**Problem statement:** Count the lines in the data below that contain the word "negative", and reply with only that number.

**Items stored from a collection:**
---*---

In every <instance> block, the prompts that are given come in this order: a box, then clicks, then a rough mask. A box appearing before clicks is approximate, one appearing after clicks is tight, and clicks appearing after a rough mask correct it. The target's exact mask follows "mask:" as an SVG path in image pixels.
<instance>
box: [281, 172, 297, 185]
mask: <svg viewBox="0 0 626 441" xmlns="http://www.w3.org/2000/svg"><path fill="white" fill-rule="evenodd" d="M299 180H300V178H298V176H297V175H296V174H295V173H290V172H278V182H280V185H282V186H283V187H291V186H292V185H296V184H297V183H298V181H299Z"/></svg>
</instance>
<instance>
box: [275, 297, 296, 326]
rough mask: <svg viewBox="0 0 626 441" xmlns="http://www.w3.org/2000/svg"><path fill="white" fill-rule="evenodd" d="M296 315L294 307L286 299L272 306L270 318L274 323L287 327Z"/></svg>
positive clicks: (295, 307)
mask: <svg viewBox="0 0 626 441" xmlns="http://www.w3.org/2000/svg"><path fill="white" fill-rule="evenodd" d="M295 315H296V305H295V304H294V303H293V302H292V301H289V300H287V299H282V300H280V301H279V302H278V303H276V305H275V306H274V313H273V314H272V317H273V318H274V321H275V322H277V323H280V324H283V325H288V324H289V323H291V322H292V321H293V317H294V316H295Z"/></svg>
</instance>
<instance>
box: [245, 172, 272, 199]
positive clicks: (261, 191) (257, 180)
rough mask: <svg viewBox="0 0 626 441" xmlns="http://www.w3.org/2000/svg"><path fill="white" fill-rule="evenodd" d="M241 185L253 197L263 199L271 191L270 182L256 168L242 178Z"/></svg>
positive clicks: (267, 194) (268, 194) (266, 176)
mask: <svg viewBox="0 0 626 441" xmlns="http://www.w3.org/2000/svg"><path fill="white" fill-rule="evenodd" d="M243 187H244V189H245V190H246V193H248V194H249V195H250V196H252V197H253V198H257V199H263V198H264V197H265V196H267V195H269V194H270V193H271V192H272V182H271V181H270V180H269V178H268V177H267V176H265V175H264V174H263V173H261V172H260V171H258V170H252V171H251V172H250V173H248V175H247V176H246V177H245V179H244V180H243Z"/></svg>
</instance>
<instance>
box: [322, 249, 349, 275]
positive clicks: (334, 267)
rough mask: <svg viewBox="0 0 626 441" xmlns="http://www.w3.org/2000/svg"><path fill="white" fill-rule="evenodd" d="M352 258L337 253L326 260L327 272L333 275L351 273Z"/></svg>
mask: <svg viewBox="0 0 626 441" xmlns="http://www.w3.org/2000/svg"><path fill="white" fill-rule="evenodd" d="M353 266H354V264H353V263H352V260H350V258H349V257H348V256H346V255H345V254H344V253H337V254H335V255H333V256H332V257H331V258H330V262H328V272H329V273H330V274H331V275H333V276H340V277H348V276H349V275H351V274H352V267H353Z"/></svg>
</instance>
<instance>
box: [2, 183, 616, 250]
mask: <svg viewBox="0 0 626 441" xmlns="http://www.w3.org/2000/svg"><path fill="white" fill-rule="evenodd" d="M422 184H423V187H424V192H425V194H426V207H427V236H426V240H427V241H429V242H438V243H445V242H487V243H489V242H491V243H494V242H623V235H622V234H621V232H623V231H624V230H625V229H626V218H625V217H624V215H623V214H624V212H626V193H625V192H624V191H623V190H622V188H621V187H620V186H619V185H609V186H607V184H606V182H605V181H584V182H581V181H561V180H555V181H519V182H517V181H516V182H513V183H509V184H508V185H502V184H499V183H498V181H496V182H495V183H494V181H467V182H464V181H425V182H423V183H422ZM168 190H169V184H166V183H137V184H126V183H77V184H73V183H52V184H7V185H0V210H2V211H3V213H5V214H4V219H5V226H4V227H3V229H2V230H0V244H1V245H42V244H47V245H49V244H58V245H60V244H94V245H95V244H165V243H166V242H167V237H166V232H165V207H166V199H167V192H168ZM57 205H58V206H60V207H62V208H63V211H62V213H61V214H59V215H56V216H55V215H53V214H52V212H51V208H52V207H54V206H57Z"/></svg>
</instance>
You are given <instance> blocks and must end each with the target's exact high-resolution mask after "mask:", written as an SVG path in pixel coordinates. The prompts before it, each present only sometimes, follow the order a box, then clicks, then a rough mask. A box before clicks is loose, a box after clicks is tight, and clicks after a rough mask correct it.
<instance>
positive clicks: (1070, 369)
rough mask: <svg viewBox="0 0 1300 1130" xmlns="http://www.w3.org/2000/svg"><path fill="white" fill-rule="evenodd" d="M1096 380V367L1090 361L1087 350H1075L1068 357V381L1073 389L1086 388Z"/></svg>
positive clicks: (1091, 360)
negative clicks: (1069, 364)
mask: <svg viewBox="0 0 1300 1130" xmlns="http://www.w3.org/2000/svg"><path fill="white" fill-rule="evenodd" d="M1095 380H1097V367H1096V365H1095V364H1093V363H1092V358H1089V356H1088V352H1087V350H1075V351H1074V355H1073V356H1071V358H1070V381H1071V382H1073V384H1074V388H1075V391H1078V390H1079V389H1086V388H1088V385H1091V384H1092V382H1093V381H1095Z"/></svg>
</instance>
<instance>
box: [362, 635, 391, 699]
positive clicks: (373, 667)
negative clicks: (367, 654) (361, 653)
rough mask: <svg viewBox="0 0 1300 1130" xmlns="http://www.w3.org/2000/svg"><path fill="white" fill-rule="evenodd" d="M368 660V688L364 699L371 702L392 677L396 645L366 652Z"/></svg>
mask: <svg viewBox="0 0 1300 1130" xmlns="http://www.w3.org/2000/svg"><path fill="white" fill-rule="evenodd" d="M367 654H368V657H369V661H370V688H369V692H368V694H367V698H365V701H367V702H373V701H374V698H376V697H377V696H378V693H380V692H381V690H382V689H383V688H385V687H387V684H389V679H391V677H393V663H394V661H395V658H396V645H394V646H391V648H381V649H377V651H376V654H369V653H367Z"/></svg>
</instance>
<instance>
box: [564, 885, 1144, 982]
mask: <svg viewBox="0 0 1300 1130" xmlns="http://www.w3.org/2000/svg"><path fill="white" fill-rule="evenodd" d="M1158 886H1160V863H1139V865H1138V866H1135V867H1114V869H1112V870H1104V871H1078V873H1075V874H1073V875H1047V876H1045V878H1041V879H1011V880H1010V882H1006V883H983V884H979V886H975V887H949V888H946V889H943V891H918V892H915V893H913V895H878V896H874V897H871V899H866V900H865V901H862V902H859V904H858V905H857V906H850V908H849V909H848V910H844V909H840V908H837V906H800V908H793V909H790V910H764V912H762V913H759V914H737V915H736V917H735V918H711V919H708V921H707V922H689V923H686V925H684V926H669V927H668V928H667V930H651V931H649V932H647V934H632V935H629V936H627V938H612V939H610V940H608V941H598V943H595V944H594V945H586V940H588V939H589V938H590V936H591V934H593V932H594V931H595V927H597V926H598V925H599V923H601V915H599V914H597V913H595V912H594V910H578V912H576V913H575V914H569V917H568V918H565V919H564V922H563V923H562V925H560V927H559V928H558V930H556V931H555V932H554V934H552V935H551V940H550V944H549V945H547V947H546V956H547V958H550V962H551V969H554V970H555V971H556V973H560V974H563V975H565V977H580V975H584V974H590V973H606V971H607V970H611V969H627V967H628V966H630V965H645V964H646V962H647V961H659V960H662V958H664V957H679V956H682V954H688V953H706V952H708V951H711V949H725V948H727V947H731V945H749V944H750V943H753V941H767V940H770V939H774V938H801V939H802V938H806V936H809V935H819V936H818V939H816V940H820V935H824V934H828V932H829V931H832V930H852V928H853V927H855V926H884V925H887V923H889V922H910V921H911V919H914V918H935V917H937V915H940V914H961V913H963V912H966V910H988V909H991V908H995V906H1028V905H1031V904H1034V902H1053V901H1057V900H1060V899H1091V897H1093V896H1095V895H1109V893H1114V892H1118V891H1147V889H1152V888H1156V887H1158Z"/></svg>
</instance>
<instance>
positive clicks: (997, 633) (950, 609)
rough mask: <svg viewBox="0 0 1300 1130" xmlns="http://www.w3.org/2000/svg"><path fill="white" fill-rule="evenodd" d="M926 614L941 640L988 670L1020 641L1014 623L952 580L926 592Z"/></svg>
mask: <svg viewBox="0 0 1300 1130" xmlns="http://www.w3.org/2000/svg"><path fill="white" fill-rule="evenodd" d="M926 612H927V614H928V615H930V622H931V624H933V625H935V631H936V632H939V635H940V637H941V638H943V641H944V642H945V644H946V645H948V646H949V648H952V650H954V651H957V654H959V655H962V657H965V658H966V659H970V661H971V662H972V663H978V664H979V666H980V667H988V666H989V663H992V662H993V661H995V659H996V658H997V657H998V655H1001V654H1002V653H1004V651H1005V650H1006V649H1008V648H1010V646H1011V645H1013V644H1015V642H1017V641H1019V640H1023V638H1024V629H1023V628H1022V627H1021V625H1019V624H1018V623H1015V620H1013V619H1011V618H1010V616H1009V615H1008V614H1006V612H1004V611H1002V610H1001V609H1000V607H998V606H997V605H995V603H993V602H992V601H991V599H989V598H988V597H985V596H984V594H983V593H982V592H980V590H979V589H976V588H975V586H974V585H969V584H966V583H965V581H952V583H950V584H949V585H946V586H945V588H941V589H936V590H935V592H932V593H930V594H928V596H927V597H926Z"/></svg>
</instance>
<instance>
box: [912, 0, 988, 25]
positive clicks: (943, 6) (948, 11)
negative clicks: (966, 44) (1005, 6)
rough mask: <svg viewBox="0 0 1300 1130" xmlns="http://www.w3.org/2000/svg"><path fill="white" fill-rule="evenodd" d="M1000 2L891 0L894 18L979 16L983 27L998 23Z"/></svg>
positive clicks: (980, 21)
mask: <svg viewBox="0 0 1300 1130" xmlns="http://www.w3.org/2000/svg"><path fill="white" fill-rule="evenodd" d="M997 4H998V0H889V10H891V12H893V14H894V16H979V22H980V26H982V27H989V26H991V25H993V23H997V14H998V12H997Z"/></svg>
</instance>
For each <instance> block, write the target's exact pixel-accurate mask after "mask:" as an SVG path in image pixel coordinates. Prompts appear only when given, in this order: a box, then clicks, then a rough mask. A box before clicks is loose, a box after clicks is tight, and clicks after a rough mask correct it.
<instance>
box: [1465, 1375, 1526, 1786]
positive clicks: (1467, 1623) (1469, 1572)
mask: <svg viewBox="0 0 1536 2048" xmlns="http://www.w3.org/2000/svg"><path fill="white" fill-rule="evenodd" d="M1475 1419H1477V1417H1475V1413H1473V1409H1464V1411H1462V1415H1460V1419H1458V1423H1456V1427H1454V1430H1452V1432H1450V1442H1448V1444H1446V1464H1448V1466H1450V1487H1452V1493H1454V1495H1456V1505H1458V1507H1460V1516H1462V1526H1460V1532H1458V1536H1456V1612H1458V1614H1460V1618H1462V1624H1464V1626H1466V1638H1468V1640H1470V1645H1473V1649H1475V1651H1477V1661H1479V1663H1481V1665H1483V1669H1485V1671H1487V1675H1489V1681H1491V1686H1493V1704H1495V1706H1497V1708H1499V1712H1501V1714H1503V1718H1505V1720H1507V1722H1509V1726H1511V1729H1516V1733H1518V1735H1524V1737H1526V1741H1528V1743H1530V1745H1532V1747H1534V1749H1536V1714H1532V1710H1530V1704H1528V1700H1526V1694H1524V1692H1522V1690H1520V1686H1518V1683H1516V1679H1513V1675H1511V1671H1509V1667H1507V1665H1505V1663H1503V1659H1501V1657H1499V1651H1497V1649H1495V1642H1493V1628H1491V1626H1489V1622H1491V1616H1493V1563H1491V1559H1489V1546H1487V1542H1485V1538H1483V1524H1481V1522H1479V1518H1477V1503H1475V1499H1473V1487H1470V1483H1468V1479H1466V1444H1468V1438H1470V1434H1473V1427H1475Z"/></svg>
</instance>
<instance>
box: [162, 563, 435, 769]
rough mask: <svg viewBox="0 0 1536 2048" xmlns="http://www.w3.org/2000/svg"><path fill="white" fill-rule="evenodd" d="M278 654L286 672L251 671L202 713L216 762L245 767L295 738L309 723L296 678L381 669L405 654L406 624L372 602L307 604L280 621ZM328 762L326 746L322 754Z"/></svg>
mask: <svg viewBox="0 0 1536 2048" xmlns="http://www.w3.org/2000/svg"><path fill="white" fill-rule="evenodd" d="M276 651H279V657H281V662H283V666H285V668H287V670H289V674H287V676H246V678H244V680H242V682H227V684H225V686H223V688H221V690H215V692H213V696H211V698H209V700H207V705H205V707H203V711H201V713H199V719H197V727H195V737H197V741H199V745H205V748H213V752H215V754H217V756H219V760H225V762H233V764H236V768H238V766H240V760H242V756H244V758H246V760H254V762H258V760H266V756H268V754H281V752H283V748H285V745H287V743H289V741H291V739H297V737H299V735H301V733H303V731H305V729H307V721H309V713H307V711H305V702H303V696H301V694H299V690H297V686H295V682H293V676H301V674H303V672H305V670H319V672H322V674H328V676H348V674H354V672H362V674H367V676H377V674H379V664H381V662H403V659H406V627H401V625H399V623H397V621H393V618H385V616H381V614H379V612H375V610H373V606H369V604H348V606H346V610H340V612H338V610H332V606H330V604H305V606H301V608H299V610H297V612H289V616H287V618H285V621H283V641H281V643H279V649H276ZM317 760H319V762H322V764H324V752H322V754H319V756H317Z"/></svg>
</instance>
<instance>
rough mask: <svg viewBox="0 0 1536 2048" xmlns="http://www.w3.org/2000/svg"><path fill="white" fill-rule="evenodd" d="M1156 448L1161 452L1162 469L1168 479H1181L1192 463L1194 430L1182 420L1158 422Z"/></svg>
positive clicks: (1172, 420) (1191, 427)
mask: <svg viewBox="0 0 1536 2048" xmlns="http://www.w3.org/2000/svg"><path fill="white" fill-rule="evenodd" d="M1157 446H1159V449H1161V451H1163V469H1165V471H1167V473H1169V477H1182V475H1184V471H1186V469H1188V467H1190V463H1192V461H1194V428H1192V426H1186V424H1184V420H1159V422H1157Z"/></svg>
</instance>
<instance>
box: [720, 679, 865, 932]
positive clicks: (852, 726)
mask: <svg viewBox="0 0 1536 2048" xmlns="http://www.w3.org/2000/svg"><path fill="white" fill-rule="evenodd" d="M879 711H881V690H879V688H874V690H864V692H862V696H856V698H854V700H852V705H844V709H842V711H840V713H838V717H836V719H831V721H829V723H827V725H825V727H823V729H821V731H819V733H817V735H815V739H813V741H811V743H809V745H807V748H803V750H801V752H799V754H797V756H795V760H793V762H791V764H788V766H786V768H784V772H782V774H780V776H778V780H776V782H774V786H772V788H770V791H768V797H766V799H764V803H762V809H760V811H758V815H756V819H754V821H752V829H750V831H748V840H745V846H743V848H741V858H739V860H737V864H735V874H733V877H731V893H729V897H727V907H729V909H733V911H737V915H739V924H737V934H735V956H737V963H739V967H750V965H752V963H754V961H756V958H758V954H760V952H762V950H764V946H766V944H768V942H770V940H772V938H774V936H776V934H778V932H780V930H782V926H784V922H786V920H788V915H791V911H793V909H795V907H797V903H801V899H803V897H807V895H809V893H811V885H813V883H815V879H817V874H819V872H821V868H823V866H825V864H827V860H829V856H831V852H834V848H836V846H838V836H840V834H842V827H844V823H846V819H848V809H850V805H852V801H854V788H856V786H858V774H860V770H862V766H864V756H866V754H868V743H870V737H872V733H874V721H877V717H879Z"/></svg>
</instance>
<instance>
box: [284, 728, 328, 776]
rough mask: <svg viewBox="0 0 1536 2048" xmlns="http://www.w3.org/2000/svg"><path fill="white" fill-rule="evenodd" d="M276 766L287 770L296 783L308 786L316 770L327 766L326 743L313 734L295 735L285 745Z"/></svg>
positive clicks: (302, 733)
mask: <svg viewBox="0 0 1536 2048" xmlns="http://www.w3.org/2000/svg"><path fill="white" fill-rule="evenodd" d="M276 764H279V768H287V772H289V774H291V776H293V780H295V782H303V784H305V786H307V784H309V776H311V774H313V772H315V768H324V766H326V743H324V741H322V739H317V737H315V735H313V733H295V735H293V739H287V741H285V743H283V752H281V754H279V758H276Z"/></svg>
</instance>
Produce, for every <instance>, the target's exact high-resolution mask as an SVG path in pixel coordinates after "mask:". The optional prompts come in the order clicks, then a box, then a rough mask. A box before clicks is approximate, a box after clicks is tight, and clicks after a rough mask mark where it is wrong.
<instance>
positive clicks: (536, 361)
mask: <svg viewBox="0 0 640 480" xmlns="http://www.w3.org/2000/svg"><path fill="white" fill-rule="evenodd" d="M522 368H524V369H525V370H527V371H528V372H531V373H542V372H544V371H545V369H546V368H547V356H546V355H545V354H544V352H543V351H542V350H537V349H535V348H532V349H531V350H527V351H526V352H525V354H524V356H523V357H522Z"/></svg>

---*---

**Finished exercise:** 3